Stored data entries:
::::::

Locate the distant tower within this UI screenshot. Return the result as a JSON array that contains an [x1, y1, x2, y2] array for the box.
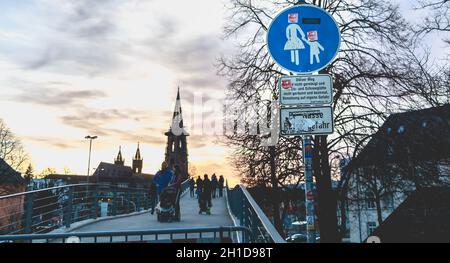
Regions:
[[165, 88, 189, 178], [114, 146, 125, 166], [133, 143, 143, 174]]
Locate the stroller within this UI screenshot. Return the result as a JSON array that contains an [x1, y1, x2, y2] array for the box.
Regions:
[[198, 191, 211, 215], [156, 187, 180, 222]]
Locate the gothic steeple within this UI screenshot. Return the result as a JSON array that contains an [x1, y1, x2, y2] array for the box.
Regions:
[[165, 87, 189, 180], [133, 143, 144, 174], [114, 146, 125, 166]]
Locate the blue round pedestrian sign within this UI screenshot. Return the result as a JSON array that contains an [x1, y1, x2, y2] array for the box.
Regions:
[[267, 5, 341, 74]]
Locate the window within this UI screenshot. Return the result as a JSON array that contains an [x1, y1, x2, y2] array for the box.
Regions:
[[366, 192, 377, 209], [367, 221, 377, 237], [383, 193, 394, 208]]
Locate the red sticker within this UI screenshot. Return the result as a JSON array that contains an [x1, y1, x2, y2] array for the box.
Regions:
[[288, 13, 298, 23], [281, 79, 292, 89], [308, 31, 318, 41]]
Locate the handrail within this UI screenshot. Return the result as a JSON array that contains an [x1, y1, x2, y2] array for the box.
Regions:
[[0, 226, 253, 241], [239, 185, 286, 243], [227, 185, 286, 243], [0, 183, 145, 200], [0, 183, 153, 234]]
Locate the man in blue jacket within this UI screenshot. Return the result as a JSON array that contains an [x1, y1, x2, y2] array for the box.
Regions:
[[153, 162, 173, 197]]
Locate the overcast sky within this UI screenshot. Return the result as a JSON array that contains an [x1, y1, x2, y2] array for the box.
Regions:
[[0, 0, 241, 184], [0, 0, 446, 186]]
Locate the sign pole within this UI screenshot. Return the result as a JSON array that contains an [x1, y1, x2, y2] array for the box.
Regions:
[[303, 135, 316, 243]]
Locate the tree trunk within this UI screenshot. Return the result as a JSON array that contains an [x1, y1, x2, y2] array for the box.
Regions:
[[269, 146, 284, 235], [314, 136, 339, 243]]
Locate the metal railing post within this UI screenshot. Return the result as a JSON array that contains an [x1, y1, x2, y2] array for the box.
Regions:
[[92, 185, 98, 219], [238, 189, 245, 226], [111, 190, 117, 216], [64, 187, 73, 228], [24, 193, 34, 234], [125, 192, 132, 214], [250, 211, 258, 244], [136, 191, 143, 212]]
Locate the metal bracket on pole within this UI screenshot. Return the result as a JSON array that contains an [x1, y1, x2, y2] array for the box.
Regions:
[[303, 136, 316, 243]]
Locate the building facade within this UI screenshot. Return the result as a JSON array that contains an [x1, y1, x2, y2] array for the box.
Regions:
[[343, 105, 450, 242], [0, 158, 26, 234], [165, 88, 189, 178]]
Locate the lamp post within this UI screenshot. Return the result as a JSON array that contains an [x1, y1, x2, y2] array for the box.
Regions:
[[84, 135, 98, 184]]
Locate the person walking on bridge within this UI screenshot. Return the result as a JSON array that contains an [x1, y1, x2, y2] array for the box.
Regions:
[[195, 176, 203, 199], [211, 174, 218, 198], [219, 175, 225, 197], [202, 174, 212, 207], [149, 181, 158, 215], [152, 162, 173, 198], [169, 165, 183, 221], [189, 177, 195, 197]]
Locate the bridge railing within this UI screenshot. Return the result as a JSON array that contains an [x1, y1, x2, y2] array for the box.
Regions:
[[0, 184, 151, 235], [0, 226, 253, 243], [227, 185, 286, 243]]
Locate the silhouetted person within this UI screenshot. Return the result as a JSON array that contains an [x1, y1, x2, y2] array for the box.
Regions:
[[211, 174, 218, 198], [149, 182, 158, 215], [195, 176, 203, 199], [219, 175, 225, 197], [169, 165, 183, 220], [153, 162, 173, 197], [202, 174, 212, 207], [189, 178, 195, 197]]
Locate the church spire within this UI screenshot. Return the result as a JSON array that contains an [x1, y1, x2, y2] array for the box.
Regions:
[[170, 87, 188, 135], [114, 146, 125, 165], [132, 142, 144, 174], [134, 142, 142, 160]]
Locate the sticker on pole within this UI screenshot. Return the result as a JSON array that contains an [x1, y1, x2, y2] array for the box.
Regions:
[[280, 107, 334, 136], [280, 74, 333, 105], [267, 5, 341, 73]]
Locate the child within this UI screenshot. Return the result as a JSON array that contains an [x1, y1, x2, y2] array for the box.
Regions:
[[306, 31, 325, 65]]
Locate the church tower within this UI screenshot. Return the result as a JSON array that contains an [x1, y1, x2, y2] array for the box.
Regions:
[[114, 146, 125, 166], [133, 143, 144, 174], [165, 88, 189, 178]]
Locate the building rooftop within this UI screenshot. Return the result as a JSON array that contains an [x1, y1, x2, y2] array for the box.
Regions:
[[350, 104, 450, 167], [372, 187, 450, 243], [0, 158, 25, 184]]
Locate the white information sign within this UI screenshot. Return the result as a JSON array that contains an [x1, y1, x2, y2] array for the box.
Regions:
[[280, 107, 334, 136], [279, 74, 333, 105]]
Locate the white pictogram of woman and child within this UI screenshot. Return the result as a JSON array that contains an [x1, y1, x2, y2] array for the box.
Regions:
[[284, 15, 325, 66]]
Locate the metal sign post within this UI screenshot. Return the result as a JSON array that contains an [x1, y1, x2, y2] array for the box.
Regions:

::::::

## Requirements
How many lines in the records above contain the word "building"? Reply with the number alone.

## Solution
2